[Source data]
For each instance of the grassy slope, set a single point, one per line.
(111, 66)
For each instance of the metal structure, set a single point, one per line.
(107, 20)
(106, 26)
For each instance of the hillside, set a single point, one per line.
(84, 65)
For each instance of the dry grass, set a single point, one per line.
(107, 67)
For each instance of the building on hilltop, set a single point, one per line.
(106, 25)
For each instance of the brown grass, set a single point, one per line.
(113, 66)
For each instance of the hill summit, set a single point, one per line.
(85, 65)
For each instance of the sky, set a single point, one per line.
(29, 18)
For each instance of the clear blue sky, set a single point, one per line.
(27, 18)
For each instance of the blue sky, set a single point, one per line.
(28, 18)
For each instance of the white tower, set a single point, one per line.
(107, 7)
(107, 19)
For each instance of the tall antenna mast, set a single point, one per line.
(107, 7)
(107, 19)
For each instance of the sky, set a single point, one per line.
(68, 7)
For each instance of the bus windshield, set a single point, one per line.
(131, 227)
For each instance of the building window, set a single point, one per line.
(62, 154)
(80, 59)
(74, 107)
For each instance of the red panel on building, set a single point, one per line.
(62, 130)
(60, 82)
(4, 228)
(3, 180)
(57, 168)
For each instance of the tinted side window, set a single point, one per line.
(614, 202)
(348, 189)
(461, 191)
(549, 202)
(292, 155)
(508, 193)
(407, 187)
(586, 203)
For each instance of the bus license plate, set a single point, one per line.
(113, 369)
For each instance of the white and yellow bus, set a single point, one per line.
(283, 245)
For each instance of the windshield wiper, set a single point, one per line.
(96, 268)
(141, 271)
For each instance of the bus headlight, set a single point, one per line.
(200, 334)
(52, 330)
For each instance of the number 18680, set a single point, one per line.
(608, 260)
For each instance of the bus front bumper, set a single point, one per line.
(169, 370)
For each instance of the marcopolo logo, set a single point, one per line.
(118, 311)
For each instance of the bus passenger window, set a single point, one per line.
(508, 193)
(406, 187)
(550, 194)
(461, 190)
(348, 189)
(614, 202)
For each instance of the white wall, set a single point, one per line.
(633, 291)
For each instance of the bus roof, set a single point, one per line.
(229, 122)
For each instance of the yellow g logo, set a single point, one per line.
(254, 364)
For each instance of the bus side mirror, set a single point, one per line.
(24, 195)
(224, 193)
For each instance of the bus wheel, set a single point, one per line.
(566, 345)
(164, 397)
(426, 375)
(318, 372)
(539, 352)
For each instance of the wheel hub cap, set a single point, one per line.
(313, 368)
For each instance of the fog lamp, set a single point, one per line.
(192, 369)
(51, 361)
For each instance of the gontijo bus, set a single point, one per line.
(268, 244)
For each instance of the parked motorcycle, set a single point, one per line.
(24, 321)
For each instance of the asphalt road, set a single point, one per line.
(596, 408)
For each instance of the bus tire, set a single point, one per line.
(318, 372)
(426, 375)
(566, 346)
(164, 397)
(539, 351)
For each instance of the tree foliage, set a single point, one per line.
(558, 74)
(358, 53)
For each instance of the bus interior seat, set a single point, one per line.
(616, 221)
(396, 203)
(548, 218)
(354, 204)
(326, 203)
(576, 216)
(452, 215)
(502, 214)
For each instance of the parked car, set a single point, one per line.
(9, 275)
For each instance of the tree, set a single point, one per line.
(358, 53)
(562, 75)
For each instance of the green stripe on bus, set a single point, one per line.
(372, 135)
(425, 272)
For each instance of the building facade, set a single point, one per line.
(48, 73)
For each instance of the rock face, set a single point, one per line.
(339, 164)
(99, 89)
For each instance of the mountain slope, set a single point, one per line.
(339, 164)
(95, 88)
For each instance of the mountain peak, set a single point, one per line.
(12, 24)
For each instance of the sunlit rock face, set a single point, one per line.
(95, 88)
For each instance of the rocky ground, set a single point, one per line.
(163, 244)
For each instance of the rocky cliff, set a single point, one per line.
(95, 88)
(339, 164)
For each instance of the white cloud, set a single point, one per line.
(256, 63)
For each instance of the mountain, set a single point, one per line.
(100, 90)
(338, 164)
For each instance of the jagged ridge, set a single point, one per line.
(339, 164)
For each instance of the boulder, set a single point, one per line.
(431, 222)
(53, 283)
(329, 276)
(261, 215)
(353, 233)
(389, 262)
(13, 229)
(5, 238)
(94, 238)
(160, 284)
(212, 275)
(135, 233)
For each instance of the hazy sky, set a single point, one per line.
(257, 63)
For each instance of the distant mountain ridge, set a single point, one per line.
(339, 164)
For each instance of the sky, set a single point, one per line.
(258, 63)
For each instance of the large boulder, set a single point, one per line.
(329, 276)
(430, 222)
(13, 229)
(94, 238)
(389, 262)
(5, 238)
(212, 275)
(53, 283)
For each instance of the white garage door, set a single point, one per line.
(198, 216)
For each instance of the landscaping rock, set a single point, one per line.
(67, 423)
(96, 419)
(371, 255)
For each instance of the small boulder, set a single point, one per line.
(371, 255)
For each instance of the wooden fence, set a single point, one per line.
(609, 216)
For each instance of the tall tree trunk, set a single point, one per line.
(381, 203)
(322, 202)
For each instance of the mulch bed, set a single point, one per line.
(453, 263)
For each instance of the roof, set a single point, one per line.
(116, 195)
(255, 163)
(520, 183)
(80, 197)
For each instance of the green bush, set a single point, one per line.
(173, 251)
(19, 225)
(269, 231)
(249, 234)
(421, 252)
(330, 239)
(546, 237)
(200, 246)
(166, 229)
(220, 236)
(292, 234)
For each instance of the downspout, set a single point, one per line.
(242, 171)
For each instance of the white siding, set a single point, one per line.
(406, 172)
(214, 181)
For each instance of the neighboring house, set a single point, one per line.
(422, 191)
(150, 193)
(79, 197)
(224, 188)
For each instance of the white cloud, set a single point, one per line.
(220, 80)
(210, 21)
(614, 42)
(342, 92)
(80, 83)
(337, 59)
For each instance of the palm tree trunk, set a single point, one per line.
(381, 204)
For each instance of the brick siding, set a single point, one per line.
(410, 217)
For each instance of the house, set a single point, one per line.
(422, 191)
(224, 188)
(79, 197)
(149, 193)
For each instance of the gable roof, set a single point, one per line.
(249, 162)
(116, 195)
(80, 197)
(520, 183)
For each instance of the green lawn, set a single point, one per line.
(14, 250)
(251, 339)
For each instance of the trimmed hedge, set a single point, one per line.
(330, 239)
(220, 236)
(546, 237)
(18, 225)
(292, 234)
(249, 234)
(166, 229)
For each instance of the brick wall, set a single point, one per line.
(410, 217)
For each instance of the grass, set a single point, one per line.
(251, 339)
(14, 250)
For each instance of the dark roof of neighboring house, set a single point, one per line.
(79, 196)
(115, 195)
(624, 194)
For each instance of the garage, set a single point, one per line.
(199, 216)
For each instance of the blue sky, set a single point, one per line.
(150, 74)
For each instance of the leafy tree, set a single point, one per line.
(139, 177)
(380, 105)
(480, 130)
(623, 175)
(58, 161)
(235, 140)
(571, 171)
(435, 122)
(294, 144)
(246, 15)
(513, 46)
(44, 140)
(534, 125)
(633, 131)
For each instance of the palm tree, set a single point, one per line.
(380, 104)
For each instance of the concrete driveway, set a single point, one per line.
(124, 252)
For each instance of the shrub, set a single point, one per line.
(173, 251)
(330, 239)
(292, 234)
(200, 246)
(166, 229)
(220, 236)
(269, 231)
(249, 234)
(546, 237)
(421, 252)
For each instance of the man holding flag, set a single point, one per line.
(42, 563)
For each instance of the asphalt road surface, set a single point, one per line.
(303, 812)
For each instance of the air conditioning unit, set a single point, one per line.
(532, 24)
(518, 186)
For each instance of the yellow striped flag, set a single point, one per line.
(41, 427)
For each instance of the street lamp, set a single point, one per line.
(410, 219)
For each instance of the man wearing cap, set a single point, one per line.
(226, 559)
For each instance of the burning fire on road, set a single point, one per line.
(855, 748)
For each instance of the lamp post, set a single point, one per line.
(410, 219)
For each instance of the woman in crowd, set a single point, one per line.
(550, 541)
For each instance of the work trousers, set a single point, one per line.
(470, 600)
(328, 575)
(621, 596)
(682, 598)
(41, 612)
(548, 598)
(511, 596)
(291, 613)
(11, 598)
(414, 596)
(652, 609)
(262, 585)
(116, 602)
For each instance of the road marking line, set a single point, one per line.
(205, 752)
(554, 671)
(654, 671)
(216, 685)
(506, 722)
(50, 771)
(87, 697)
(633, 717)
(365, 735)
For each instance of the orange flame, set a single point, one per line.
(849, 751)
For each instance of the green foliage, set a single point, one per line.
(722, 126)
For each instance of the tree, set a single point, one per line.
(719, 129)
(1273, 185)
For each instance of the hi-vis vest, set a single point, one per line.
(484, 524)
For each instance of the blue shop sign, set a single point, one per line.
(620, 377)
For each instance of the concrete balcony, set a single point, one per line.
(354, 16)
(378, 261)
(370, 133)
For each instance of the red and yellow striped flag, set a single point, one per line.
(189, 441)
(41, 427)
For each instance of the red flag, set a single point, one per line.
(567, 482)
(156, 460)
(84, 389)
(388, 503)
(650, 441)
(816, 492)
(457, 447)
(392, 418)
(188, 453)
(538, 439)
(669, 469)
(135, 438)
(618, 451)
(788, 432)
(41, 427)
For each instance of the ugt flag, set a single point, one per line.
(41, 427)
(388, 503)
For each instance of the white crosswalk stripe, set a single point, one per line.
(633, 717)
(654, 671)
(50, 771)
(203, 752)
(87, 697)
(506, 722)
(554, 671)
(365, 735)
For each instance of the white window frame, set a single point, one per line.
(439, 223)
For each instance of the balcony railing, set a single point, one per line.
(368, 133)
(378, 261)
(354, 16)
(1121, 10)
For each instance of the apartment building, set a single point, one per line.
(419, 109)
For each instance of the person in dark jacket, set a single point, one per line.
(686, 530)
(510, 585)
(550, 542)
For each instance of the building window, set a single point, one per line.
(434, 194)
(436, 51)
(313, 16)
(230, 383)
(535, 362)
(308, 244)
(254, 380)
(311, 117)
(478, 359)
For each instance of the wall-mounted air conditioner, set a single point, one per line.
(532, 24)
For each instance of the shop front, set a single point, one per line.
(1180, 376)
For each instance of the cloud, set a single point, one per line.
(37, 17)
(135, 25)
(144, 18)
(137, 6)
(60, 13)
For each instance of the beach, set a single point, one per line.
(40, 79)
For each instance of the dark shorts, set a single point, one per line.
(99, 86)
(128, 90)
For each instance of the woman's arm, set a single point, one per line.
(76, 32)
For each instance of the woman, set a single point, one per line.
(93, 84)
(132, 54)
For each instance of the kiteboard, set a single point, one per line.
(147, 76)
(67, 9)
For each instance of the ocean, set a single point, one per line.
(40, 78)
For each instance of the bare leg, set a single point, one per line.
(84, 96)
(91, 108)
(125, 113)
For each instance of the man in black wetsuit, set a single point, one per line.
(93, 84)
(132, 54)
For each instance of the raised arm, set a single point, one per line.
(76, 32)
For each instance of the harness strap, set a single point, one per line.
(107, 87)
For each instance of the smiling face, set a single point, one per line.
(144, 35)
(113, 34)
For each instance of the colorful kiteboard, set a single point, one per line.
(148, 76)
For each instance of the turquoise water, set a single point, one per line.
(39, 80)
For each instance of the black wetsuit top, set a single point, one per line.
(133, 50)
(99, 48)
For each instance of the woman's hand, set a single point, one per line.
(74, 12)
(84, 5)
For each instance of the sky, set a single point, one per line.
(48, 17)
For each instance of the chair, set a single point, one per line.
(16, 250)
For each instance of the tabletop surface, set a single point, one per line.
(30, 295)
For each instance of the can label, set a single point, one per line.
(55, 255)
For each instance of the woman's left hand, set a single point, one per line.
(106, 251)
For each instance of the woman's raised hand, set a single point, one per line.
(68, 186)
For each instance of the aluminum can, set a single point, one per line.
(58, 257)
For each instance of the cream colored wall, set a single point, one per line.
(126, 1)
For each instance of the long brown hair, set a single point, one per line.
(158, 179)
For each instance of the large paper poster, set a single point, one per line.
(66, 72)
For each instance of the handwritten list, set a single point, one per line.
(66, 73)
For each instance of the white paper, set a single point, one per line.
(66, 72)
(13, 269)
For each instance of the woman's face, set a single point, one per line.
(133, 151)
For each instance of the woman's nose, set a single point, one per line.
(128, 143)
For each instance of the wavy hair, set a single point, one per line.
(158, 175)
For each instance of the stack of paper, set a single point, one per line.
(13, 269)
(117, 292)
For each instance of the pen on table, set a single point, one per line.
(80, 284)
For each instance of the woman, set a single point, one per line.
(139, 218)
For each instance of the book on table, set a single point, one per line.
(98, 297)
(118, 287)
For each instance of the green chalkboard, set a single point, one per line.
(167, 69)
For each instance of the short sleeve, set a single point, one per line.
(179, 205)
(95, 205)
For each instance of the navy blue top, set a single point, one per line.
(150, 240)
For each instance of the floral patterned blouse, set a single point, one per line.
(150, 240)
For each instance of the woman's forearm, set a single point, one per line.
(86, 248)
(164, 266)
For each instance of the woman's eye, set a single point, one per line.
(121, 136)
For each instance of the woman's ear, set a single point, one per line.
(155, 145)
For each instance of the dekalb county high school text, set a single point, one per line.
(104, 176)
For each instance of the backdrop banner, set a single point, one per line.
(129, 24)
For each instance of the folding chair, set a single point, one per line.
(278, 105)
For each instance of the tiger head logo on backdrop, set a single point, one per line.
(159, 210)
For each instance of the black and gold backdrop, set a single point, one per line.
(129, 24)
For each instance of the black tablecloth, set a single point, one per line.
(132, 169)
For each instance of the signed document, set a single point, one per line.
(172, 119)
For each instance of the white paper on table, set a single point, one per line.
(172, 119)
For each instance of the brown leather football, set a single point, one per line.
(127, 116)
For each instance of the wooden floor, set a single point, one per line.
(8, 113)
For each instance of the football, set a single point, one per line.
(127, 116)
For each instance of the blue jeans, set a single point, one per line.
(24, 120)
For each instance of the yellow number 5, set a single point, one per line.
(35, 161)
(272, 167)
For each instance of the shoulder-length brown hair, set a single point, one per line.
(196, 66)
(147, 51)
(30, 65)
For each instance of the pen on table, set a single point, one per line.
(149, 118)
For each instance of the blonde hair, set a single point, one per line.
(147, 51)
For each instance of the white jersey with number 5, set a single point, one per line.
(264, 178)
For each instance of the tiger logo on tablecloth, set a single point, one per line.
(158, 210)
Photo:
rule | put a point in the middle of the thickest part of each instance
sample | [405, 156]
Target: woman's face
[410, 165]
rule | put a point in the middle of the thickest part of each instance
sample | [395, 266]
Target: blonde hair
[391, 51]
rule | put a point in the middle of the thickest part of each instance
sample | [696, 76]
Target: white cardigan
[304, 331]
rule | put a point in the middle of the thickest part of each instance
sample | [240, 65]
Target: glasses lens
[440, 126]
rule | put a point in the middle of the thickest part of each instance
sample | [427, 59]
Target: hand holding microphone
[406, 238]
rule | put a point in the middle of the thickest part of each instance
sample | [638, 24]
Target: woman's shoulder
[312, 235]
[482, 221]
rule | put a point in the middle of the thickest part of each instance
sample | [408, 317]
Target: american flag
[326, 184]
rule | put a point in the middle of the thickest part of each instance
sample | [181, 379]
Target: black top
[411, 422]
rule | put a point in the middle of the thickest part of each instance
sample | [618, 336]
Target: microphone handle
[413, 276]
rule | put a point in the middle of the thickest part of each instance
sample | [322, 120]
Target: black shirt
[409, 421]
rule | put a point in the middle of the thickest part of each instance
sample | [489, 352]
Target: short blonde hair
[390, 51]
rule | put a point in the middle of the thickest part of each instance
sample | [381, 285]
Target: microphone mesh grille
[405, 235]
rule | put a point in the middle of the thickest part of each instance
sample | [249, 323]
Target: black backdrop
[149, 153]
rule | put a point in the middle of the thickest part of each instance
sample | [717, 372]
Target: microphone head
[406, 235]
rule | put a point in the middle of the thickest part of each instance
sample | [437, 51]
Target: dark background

WHAT THIS TASK INVOLVES
Retype exactly the lines from the one containing "sample | [240, 65]" through the last line of the records above, including both.

OUTPUT
sample | [240, 65]
Target: glasses lens
[440, 126]
rule | put a point in the middle of the thickest part of each instance
sample | [427, 59]
Target: hand holding microphone
[406, 238]
rule | put a point in the middle of the thickest part of each instance
sample | [638, 24]
Target: woman's shoulder
[312, 235]
[482, 221]
rule | put a point in the middle of the thickest part of each instance
sample | [408, 317]
Target: american flag
[326, 184]
rule | put a point in the middle of the thickest part of each instance
sample | [181, 379]
Target: black top
[411, 422]
rule | put a point in the middle of the thickest part of each instance
sample | [618, 336]
Target: microphone handle
[413, 276]
rule | put a point in the middle of the thickest part of each instance
sample | [322, 120]
Target: black shirt
[409, 421]
rule | put a point in the middle of the thickest part of each instance
sample | [489, 352]
Target: short blonde hair
[390, 51]
rule | put a point in the middle of the thickest part of each instance
sample | [381, 285]
Target: microphone mesh grille
[405, 235]
rule | put a point in the middle of the thickest part of each instance
sample | [249, 323]
Target: black backdrop
[149, 153]
rule | put a point in the middle of the thickest part of each instance
sample | [717, 372]
Target: microphone head
[406, 235]
rule | put a point in the middle of the thickest part of each instance
sample | [437, 51]
Target: dark background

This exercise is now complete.